Records from a data source –
[start]
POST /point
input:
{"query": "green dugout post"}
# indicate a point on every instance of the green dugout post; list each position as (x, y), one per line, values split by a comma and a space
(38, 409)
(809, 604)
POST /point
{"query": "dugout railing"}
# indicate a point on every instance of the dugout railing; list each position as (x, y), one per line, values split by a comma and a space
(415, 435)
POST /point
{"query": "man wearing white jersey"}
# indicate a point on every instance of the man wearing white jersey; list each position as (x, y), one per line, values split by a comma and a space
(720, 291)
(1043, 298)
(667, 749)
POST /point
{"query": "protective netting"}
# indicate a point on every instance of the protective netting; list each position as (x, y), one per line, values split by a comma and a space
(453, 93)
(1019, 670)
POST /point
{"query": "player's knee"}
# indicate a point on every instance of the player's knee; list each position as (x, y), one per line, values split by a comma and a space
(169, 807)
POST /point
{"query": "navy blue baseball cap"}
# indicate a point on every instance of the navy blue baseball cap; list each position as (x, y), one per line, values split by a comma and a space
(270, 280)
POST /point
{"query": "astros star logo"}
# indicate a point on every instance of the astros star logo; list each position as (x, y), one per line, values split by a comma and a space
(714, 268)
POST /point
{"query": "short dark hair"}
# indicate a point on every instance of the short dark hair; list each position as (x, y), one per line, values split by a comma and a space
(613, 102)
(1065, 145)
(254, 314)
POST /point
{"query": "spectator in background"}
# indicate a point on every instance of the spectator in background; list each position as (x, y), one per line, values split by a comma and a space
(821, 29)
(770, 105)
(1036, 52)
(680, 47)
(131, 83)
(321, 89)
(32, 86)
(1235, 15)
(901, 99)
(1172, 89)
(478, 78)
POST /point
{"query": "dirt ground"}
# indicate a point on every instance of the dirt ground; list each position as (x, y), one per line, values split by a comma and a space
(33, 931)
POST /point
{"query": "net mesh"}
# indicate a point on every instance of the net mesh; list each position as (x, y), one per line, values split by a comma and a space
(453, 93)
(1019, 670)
[end]
WHAT IS EXPECTED – The entries above must be returned exactly.

ANSWER TO THIS TASK –
POST /point
input:
{"query": "green dugout post"}
# indicate a point on every instance of the green dugout post; list each position as (x, y), one per line, values split by a comma and a space
(38, 409)
(809, 604)
POST /point
{"query": "dugout railing"}
# indicate a point on every instance of the dugout railing; list each position as (x, y), one per line, values split by a comma and a space
(415, 435)
POST /point
{"query": "man wearing white jersey"}
# indicate a point on every instance of the man wearing white jersey; list each position as (x, y), one per line, values split by a comma and a space
(720, 291)
(1043, 298)
(667, 749)
POST /point
{"query": "protective netting"}
# indicate a point on every instance of the protective netting; list each position as (x, y), one per line, values split by a comma and a space
(453, 93)
(1019, 670)
POST /point
{"query": "player's knee"}
# indicate a point on every instance of the player's knee; list each position as (x, y), one per line, values split by a comma and a space
(169, 807)
POST /point
{"query": "navy blue baseball cap"}
# indicate a point on every instance of the navy blue baseball cap; list each position as (x, y), one per line, values split by a comma and a space
(270, 280)
POST /point
{"query": "astros star logo"}
# indicate a point on every instance of the astros star logo; list each position as (x, y), one per line, values split by a comma and a space
(714, 268)
POST /point
{"query": "short dark hair"}
# indicate a point on every instance of the short dark hair; list each position as (x, y), one per line, values split by a comma and a space
(613, 102)
(1065, 145)
(254, 314)
POST /point
{"query": "spectator in background"}
# indicate a point on every instance of the spectator in background; list each position as (x, y), one per line, values split by a comma and a space
(821, 29)
(770, 105)
(1036, 52)
(680, 47)
(131, 83)
(321, 89)
(32, 86)
(1235, 15)
(901, 99)
(1172, 89)
(478, 78)
POST /point
{"query": "dirt ground"}
# indicate a point on every instance of the dirt ground; list each position as (x, y), one per line, values split by a comma and a space
(33, 931)
POST /point
{"query": "net mesh"}
# indicate a point on every instance of the net mesh; list each position as (x, y), one per line, values split by a comma and a space
(453, 93)
(1019, 670)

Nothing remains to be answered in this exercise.